» **Ausgangstext**
★ ★ ★ ★ ★

Sogar Polen macht mit. Ausgerechnet Polen!! Und dann noch die ganzen Schlawaken! Hat man denn je schon einmal einen guten Schlager oder Interpret gehört, der aus einem dieser dazubeschissenen Pipifaxländer kam?

Was von dort kommt, ist sowieso geklaut. Das Lied des ungarischen Mitbewerbers Charlie (heißen so Ungarn?) „A holnap mar nem lesz szomoru“ ist ganz offensichtlich von Elvis Presley abgekupfert („A wop bap balooba balap bam boum“), und der zypriotische (wie das schon klingt!) Sänger Michalis Hadjiyiannis hat sich mit seinem Lied „Yenesis“ sogar eine der erfolgreichsten Musikgruppen der Welt unter den Nagel gerissen.

Einzige Ausnahme: der türkische Rai-Sänger Ümüt Besen, der in Deutschland schon seit Jahren unter seinem nom de guerre Wolfgang Petry bekannt ist. Er verbindet aufs angenehmste türkisches Orientgedudel mit modernen westlichen Rhythmen. Kein Wunder, daß ausgerechnet Petry nicht für die Türkei antreten darf; statt dessen huldigt Tüzmen mit „Unutamazsin“ (dt. „Einergehtnochrein“) auf ordinäre Weise dem Dosenbiertrinken am Ramadan. Pfui Spünne!

★ ★ ★ ★ ★

» **Vorliegende Daten**
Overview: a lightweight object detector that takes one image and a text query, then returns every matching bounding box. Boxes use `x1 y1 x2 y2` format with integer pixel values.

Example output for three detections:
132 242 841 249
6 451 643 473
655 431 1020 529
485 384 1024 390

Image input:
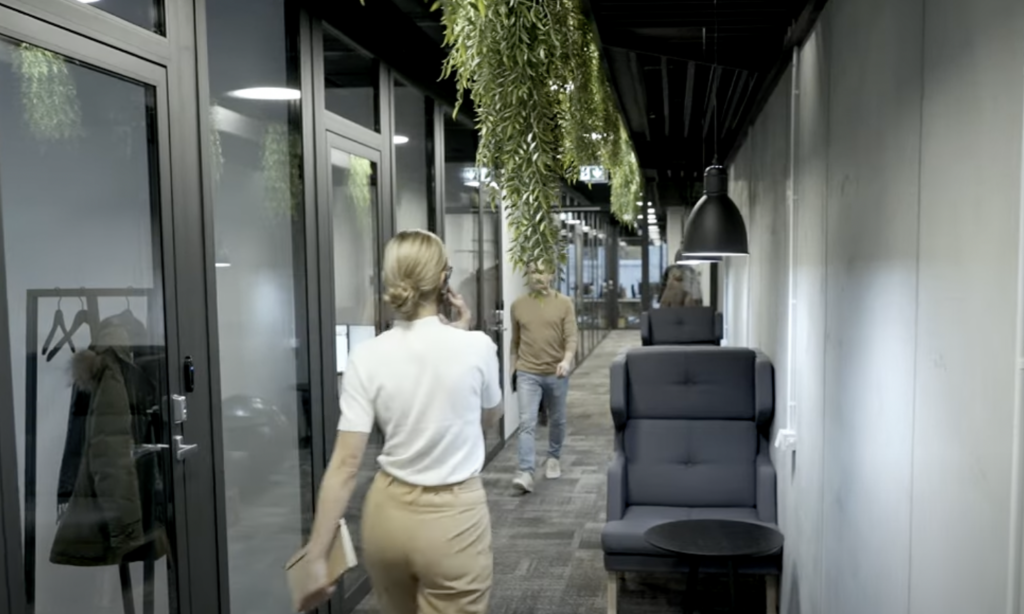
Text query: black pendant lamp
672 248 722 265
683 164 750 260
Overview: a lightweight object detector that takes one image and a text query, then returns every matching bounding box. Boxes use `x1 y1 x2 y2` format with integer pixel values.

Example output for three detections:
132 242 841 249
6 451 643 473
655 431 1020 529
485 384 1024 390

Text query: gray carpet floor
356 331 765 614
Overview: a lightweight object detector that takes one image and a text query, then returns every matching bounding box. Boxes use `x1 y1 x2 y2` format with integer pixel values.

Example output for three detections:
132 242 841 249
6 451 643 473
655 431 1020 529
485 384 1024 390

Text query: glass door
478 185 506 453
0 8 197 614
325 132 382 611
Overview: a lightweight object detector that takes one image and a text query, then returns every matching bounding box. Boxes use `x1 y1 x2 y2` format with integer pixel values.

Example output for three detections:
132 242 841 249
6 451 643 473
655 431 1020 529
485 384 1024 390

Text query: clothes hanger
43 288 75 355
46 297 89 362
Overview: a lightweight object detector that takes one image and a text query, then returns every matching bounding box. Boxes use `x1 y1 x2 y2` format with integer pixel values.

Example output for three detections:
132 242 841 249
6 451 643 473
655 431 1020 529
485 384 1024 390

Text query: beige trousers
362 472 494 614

★ ★ ★ ★ ★

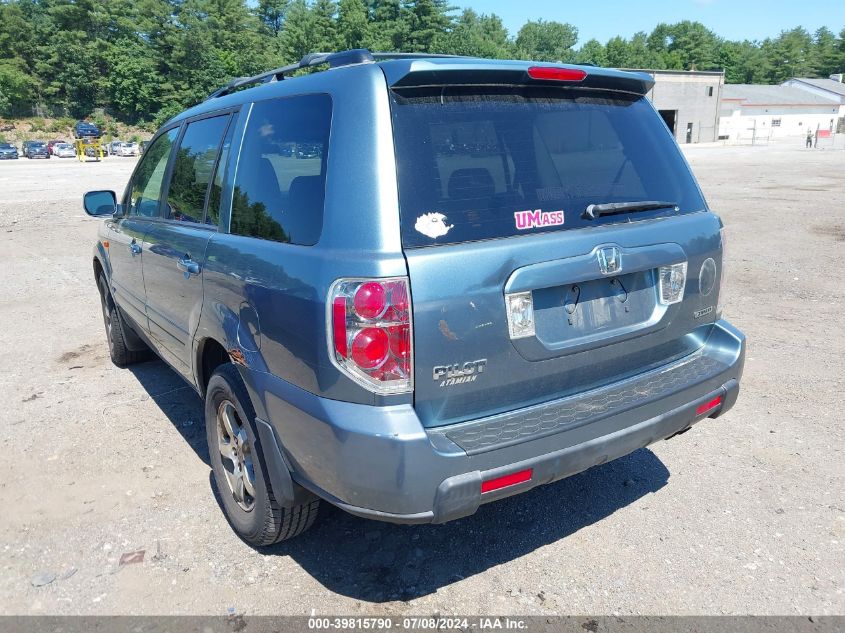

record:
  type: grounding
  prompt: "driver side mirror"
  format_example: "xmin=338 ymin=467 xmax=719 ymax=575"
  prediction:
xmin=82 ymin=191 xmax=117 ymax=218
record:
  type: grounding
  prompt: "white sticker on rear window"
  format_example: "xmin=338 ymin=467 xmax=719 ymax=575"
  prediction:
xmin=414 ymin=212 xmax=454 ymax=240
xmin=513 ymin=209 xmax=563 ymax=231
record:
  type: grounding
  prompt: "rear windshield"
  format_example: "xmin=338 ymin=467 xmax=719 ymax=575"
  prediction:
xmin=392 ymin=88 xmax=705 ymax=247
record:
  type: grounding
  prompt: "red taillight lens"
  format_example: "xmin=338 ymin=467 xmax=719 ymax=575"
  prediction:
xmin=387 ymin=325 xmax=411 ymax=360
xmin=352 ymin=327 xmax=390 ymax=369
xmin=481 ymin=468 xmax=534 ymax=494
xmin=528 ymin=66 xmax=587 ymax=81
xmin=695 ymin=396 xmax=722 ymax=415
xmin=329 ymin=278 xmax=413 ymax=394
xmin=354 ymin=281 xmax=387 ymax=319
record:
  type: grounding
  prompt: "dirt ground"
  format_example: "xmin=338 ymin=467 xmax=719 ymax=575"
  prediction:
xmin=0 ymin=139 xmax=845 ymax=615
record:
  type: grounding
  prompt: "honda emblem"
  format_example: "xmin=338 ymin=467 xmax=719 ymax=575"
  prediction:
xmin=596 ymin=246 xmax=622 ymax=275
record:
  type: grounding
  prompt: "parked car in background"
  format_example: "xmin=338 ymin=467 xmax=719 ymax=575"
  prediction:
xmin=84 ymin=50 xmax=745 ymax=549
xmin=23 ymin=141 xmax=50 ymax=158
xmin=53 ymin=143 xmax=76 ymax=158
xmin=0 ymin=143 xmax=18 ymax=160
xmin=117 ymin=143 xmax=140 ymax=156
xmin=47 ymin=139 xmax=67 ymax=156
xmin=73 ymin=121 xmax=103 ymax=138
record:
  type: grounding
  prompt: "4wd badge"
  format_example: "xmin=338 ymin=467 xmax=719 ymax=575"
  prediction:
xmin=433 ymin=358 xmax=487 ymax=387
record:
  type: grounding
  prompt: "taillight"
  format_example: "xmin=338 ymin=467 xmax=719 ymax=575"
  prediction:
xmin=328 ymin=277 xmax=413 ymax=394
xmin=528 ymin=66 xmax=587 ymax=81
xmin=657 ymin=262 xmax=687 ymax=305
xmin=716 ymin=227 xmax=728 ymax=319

★ ★ ★ ★ ★

» **Kurze Übung 1**
Unter welchem Namen ist Ümüt Besen laut Ausgangstext in Deutschland bekannt?
» **Kurze Übung 2**
Stimmen die folgenden Aussagen mit dem Ausgangstext überein? Antworten Sie jeweils mit Ja oder Nein und zitieren Sie die entscheidenden Worte des Textes.
(a) Charlie tritt mit dem Lied „Yenesis“ an.
(b) Petry darf nicht für die Türkei antreten.
(c) Tüzmen tritt mit „Unutamazsin“ an.
» **Kurze Übung 3**
Führen Sie bitte den Ausgangstext über die Teilnehmerländer und ihre Lieder nach seinem letzten Satz weiter.
Die Datensätze sind eigenständiges Material und gehören nicht zum Ausgangstext.

» **Schriftliche Antwort 1**
Unter dem Namen Wolfgang Petry.

» **Schriftliche Antwort 2**
(a) Nein: „Das Lied des ungarischen Mitbewerbers Charlie (heißen so Ungarn?) „A holnap mar nem lesz szomoru““
(b) Ja: „daß ausgerechnet Petry nicht für die Türkei antreten darf“
(c) Ja: „huldigt Tüzmen mit „Unutamazsin““

» **Schriftliche Antwort 3**
Obwohl der Contest einwandfrei unpolitisch sein soll (§ 4.2 EurSchlWttbwbG), zeigt sich auch in der Beschickung der einzelnen Länder unschön der dominierende Einfluß der Deutschen. Wie man's vom Euro kennt. Helmut Kohl brachte gleich zwei europäische Schwellenländer unter seine Knute: Für Spanien tritt mit Mikel Herzog der leibhaftige Sohn des Bundespräsidenten an, für Belgien sogar ganz unverhohlen die direkte Kanzlerverwandtschaft (Melanie Cohl).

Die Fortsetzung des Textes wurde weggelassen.